» **TO BE DONE**
Print out the material that follows word for word.

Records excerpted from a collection
— START —

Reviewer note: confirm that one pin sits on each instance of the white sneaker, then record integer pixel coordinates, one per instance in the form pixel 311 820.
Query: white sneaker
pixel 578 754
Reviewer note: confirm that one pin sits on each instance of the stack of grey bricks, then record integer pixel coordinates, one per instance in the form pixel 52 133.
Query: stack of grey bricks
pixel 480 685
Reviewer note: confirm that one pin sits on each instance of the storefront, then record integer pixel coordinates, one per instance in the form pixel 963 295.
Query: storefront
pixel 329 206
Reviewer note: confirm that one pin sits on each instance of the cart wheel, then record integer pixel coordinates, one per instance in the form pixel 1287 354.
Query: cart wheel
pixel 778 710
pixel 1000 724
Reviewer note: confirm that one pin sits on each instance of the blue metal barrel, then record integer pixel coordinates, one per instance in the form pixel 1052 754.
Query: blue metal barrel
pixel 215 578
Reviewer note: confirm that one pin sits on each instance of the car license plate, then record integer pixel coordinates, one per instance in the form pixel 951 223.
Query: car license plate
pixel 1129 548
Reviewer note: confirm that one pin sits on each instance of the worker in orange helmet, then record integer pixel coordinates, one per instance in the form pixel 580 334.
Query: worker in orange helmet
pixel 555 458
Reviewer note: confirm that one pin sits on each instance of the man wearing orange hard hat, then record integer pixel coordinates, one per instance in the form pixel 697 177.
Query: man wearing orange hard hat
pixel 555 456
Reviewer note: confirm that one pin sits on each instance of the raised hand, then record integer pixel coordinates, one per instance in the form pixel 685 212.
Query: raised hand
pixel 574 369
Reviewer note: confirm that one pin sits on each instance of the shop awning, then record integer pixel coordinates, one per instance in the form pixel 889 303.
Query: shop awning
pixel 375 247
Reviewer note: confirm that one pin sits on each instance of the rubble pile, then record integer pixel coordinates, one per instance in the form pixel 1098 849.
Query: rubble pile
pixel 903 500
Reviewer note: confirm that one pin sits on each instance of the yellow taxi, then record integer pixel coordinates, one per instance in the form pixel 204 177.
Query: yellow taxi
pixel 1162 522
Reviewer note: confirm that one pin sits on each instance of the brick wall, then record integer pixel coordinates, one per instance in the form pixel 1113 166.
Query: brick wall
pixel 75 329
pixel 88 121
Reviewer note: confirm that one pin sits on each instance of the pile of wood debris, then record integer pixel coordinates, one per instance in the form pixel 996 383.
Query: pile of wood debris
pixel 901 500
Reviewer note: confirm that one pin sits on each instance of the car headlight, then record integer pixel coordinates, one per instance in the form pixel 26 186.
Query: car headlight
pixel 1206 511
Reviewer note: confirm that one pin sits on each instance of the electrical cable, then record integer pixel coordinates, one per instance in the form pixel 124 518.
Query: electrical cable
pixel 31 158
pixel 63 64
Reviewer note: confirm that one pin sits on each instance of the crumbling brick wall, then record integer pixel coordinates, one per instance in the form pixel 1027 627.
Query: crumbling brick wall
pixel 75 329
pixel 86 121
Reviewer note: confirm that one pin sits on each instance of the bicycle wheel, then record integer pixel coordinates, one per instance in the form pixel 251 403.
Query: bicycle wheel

— END —

» **ANSWER TO THIS EXERCISE**
Reviewer note: confirm that one pin sits on each instance of the white sneaker, then record integer pixel coordinates, one per instance in the form pixel 311 820.
Query: white sneaker
pixel 578 754
Reviewer note: confirm that one pin sits on each instance of the stack of grey bricks, then record integer pixel coordinates, one per instance in the form pixel 52 133.
Query: stack of grey bricks
pixel 480 685
Reviewer note: confirm that one pin sits on each instance of the storefront, then record integer pixel coordinates, one per instance in the form pixel 963 295.
Query: storefront
pixel 329 206
Reviewer note: confirm that one pin sits on each instance of the cart wheel, then record integer pixel coordinates, one per instance in the form pixel 1287 354.
Query: cart wheel
pixel 778 710
pixel 1000 724
Reviewer note: confirm that one pin sits on each instance of the blue metal barrel, then record integer pixel coordinates, one per instance in the form pixel 1052 754.
Query: blue metal barrel
pixel 215 578
Reviewer note: confirm that one pin sits on each instance of the car license plate, then record integer pixel coordinates, one per instance in the form pixel 951 223.
Query: car license plate
pixel 1129 548
Reviewer note: confirm that one pin sits on each instance of the worker in orange helmet, then record integer pixel coordinates, one per instance in the form pixel 580 334.
Query: worker in orange helmet
pixel 555 458
Reviewer note: confirm that one pin sits on each instance of the man wearing orange hard hat, then record integer pixel coordinates, one per instance in the form pixel 697 177.
Query: man wearing orange hard hat
pixel 555 456
Reviewer note: confirm that one pin sits on each instance of the raised hand, then record integer pixel coordinates, one per instance in the form pixel 685 212.
Query: raised hand
pixel 574 369
Reviewer note: confirm that one pin sits on each instance of the shop awning, then record integer pixel coordinates, one per instance in the form pixel 889 303.
Query: shop awning
pixel 375 247
Reviewer note: confirm that one pin sits on each instance of the rubble pile, then record integer pixel coordinates, one per instance in the form pixel 1098 849.
Query: rubble pile
pixel 903 500
Reviewer note: confirm that one pin sits on each instance of the yellow taxi, then record integer pixel coordinates, one per instance in the form pixel 204 177.
Query: yellow taxi
pixel 1162 522
Reviewer note: confirm that one pin sits on each instance of the brick wall, then record integer pixel coordinates, one per instance in the form pixel 1113 166.
Query: brick wall
pixel 75 329
pixel 88 121
Reviewer note: confirm that one pin sits on each instance of the pile of wood debris, then record integer pixel coordinates, one per instance in the form pixel 996 383.
Query: pile of wood debris
pixel 901 500
Reviewer note: confirm that one pin sits on each instance of the car headlight, then record integer pixel coordinates, one per instance in the form pixel 26 186.
Query: car headlight
pixel 1206 511
Reviewer note: confirm that one pin sits on each instance of the electrical cable, then record integer pixel coordinates, one per instance in the form pixel 124 518.
Query: electrical cable
pixel 31 158
pixel 63 64
Reviewer note: confirm that one pin sits on each instance of the crumbling brick wall, then record integer pixel coordinates, one per instance in the form pixel 1027 627.
Query: crumbling brick wall
pixel 75 329
pixel 86 121
Reviewer note: confirm that one pin sits on each instance of the bicycle wheel, then record integer pixel coordinates, one per instance in the form pixel 251 403.
Query: bicycle wheel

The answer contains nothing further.